--- START OF Items ---

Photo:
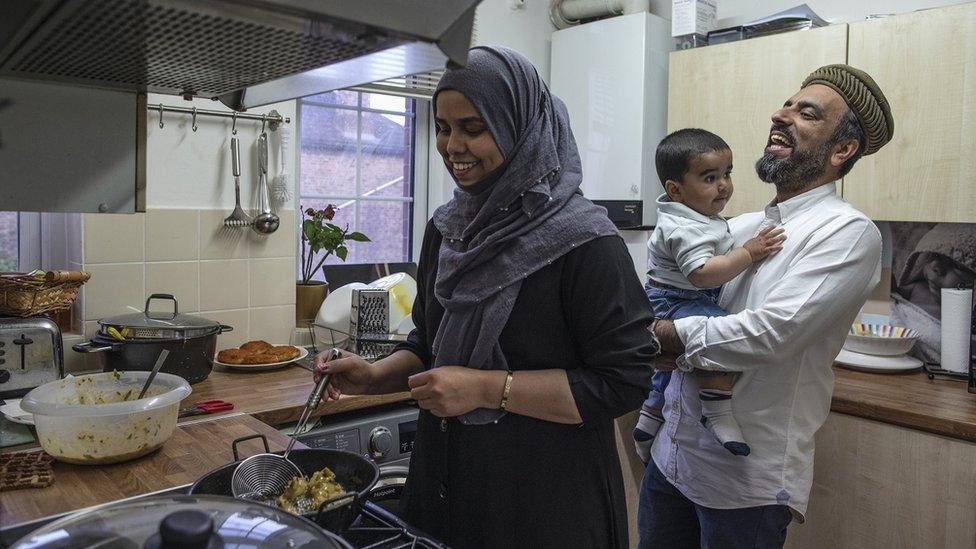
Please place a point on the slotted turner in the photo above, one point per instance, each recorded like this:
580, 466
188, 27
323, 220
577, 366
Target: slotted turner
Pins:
263, 476
237, 218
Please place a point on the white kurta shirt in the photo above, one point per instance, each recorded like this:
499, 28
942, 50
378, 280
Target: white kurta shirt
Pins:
788, 319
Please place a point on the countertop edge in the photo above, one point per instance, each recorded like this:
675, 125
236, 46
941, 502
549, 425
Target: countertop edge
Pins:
941, 407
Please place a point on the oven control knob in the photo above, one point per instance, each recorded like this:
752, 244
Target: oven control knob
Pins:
380, 442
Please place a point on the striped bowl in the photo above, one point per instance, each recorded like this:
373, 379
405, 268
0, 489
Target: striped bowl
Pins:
880, 339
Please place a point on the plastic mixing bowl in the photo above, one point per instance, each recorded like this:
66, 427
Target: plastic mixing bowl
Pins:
93, 419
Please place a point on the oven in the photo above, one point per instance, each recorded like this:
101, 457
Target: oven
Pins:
384, 434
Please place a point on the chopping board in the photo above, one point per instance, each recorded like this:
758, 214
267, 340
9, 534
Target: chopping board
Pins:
194, 449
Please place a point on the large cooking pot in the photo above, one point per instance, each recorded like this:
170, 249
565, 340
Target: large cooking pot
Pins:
182, 522
134, 341
354, 472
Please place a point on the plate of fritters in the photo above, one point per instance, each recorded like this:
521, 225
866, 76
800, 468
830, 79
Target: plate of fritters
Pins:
259, 355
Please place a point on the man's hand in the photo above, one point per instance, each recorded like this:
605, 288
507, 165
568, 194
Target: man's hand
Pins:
767, 242
671, 344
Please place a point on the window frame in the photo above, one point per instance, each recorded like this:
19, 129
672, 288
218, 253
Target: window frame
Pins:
420, 162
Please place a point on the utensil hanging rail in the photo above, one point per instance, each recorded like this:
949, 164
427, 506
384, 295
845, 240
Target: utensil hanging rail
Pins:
273, 119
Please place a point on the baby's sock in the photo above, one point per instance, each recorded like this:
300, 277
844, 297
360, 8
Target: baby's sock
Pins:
718, 419
648, 423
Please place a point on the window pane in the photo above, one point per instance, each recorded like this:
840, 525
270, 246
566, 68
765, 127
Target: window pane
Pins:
328, 157
388, 225
338, 97
8, 241
387, 155
384, 102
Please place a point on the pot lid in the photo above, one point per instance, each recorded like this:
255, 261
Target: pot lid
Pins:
184, 522
160, 320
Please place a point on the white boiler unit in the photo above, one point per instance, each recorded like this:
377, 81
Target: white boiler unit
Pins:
613, 76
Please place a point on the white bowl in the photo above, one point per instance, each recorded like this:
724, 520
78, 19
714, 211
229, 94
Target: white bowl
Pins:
403, 292
332, 322
86, 419
880, 339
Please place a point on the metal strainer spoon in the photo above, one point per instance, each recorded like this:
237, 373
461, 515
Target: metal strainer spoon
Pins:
264, 476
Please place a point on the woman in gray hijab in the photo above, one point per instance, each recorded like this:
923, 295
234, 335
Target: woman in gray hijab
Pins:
531, 329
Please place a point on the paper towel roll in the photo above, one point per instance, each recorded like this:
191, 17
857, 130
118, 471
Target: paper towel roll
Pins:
957, 311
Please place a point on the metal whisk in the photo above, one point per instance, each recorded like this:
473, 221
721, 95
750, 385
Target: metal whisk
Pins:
264, 476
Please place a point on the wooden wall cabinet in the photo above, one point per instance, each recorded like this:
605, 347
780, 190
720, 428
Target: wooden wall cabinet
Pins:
925, 62
734, 89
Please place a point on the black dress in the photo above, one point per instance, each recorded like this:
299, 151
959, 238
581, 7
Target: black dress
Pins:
524, 482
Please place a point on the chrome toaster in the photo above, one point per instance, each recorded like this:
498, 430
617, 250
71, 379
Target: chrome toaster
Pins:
30, 354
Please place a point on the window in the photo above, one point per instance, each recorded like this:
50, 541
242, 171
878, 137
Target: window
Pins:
32, 240
357, 152
20, 241
9, 244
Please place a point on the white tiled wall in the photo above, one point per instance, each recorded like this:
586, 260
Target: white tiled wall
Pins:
233, 276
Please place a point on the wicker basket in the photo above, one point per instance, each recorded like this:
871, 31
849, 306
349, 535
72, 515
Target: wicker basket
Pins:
39, 292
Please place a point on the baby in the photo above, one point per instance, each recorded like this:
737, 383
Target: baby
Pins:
691, 255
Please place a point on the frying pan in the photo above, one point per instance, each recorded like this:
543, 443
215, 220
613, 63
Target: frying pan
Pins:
354, 472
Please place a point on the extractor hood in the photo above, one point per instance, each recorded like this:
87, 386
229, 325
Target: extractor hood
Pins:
245, 53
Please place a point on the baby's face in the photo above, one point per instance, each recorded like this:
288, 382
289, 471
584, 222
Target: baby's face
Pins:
942, 273
707, 186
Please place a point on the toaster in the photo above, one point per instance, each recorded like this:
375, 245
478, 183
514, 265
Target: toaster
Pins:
30, 354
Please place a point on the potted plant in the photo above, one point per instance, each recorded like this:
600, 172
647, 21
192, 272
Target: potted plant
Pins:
319, 234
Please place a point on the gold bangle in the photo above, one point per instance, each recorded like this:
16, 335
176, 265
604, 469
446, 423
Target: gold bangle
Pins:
508, 389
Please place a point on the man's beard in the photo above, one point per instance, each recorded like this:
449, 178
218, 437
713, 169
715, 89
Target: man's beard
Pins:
797, 170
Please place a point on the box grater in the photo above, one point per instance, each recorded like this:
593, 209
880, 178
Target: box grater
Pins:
369, 323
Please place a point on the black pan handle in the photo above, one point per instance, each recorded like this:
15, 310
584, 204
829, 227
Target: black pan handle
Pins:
89, 347
176, 305
353, 498
233, 445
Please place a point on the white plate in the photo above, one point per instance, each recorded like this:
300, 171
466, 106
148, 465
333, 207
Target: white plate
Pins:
302, 353
878, 364
12, 411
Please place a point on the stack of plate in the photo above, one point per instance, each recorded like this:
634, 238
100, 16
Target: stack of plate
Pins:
332, 322
879, 348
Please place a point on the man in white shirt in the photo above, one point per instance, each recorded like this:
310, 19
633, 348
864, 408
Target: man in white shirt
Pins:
788, 317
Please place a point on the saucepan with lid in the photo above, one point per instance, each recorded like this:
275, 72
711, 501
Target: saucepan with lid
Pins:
133, 341
182, 522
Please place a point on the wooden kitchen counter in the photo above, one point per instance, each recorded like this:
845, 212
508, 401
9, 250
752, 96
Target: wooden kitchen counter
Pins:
196, 448
940, 406
277, 396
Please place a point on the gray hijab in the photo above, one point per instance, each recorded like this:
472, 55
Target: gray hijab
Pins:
532, 214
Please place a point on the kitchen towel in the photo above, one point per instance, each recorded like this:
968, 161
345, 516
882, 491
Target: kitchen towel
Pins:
957, 310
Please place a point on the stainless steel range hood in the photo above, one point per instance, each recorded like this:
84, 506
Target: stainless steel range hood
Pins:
245, 53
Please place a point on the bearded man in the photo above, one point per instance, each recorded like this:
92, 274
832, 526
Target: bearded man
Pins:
788, 317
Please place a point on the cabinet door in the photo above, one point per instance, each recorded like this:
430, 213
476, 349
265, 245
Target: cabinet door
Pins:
925, 62
734, 89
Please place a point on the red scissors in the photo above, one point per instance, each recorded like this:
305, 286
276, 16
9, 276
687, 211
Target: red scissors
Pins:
206, 407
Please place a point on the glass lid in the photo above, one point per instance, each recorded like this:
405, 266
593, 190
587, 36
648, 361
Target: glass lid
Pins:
154, 320
185, 522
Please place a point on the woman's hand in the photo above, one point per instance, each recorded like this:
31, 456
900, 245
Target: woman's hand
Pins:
449, 391
351, 374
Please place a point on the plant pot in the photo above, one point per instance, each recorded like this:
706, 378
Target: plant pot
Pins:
308, 299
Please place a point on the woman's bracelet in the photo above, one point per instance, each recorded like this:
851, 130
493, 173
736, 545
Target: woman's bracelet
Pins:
508, 389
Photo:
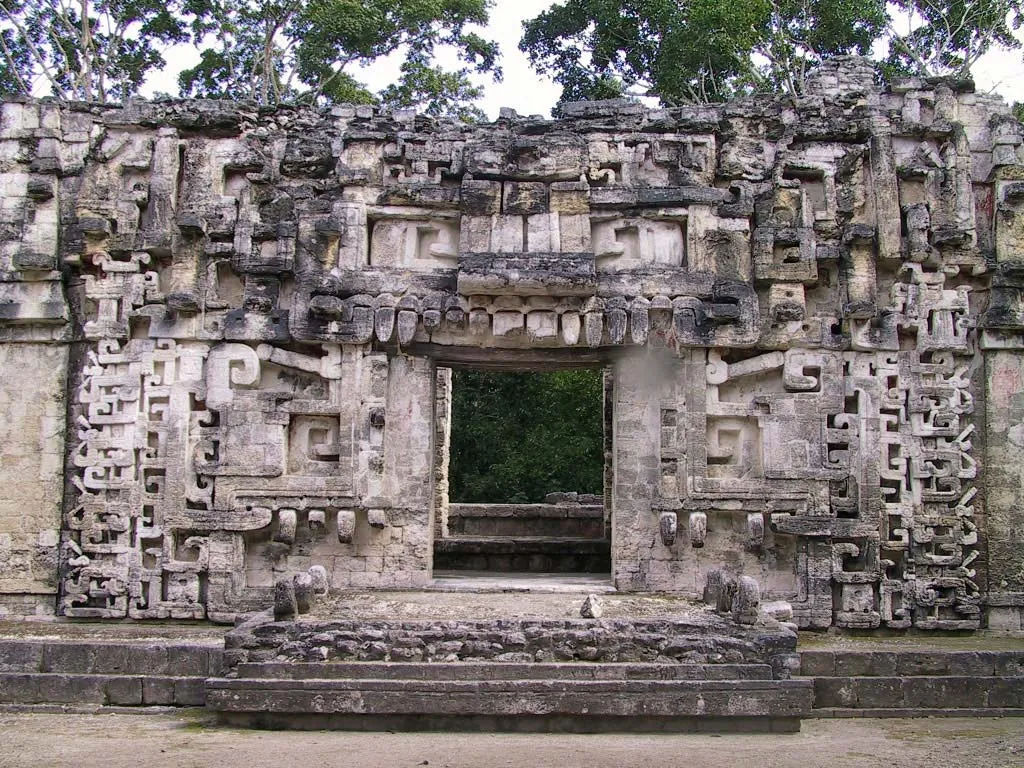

--- END OF Items ---

Given problem - Copy every line of the listing above that contains the string "wooden", and leave out all other lines.

Response to the exercise -
Please place a point on the wooden wall cabinet in the photo above, one point per instance, each recorded like this:
Target: wooden wall cabinet
Please place a point on the wooden kitchen counter in the photo above, one point per instance, each recorded like this:
Target: wooden kitchen counter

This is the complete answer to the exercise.